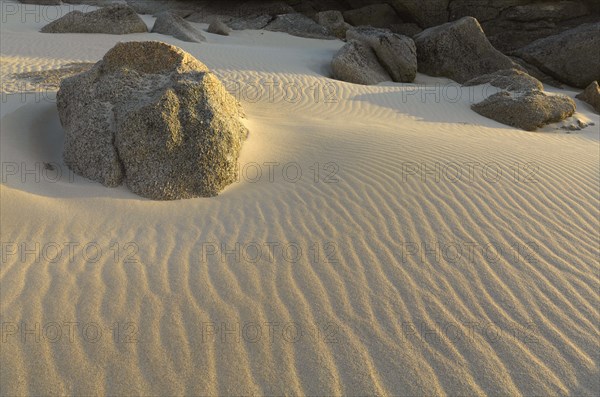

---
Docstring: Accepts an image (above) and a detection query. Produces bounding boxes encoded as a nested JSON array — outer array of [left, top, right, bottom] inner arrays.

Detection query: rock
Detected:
[[207, 19, 231, 36], [510, 56, 564, 88], [228, 15, 273, 30], [57, 42, 247, 200], [388, 0, 449, 28], [390, 23, 423, 38], [471, 90, 576, 131], [315, 11, 352, 39], [41, 4, 148, 34], [414, 17, 521, 84], [343, 4, 402, 28], [515, 22, 600, 88], [265, 14, 333, 39], [464, 69, 544, 91], [576, 81, 600, 114], [152, 11, 206, 43], [501, 1, 588, 22], [331, 40, 392, 85], [346, 27, 417, 83]]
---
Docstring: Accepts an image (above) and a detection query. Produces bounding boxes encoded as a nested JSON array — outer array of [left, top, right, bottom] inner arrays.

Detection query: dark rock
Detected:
[[152, 11, 206, 43], [464, 69, 544, 91], [515, 22, 600, 88], [577, 81, 600, 114], [471, 90, 576, 131], [41, 4, 148, 34], [331, 40, 392, 85], [414, 17, 521, 83], [265, 14, 333, 39]]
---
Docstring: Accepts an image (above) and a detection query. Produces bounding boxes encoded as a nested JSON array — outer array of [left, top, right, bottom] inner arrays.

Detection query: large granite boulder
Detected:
[[414, 17, 521, 83], [265, 14, 334, 39], [152, 11, 206, 43], [57, 41, 247, 200], [346, 27, 417, 83], [41, 4, 148, 34], [516, 22, 600, 88], [331, 40, 392, 85], [577, 81, 600, 114], [471, 90, 576, 131], [464, 69, 544, 91], [343, 4, 402, 28], [315, 10, 352, 39]]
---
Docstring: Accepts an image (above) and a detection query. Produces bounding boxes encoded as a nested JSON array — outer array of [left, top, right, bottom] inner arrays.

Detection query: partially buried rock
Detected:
[[41, 4, 148, 34], [471, 90, 576, 131], [331, 40, 391, 85], [152, 11, 206, 43], [315, 10, 352, 39], [464, 69, 544, 91], [414, 17, 521, 84], [206, 19, 231, 36], [577, 81, 600, 114], [265, 14, 334, 39], [57, 42, 248, 200], [346, 27, 417, 83]]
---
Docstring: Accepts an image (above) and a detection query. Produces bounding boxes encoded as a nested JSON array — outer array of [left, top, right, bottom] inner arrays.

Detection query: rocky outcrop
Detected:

····················

REQUIRED WORK: Can you reproduce all of the material above verbatim, omitting the picture?

ANSWER TO THIS TASK:
---
Docstring: Accepts an image (above) and a detection query. Produces bounding boxes encoded as a nested JSON array — outer array of [left, top, right, bottom] inner arrays.

Detection query: rock
Detected:
[[207, 19, 231, 36], [510, 56, 564, 88], [228, 15, 273, 30], [57, 42, 247, 200], [388, 0, 449, 28], [390, 23, 423, 38], [471, 90, 576, 131], [315, 11, 352, 39], [41, 4, 148, 34], [414, 17, 521, 84], [343, 4, 402, 28], [515, 22, 600, 88], [265, 14, 333, 39], [464, 69, 544, 91], [576, 81, 600, 114], [152, 11, 206, 43], [501, 1, 588, 22], [331, 40, 392, 85], [346, 27, 417, 83]]
---
Docstring: Accepts an image (above) and a detection query. Produces bounding boxes encoded as a nested JSON array — outer array of [left, top, right, bottom] inner arrays.

Detection query: dark rock
Detected:
[[152, 11, 206, 43], [464, 69, 544, 91], [515, 22, 600, 88], [577, 81, 600, 114], [471, 90, 576, 131], [41, 4, 148, 34], [331, 40, 392, 85], [414, 17, 521, 83], [265, 14, 333, 39]]
---
Docstring: Accepts an image (above) and a detection query. Produces bounding boxes encoded as a nested JSON array — outer array of [left, top, right, bottom] inner arrays.

Detection query: large granite boulder
Detected:
[[414, 17, 521, 83], [265, 14, 334, 39], [152, 11, 206, 43], [57, 41, 247, 200], [346, 27, 417, 83], [41, 4, 148, 34], [516, 22, 600, 88], [331, 40, 392, 85], [577, 81, 600, 114], [471, 90, 576, 131], [464, 69, 544, 91], [343, 4, 402, 28], [315, 10, 352, 39]]
---
Docstring: Accepts an image (above) and a detection query. Produces bounding boxes encoded as a nested JSON array — outer array of [left, top, right, bottom] inner arrays.

Detection query: partially buried rock
Detected:
[[41, 4, 148, 34], [471, 90, 576, 131], [331, 40, 391, 85], [152, 11, 206, 43], [315, 10, 352, 39], [464, 69, 544, 91], [414, 17, 521, 84], [206, 19, 231, 36], [577, 81, 600, 114], [265, 14, 334, 39], [57, 42, 248, 200], [346, 27, 417, 83]]
---
Docstring: Accepts an image (above) and a detection query. Produces bounding boxes encoded as a nested JSON array — outer array of [left, top, right, bottom] inner arrays.

Detection query: rocky outcrop
Detected:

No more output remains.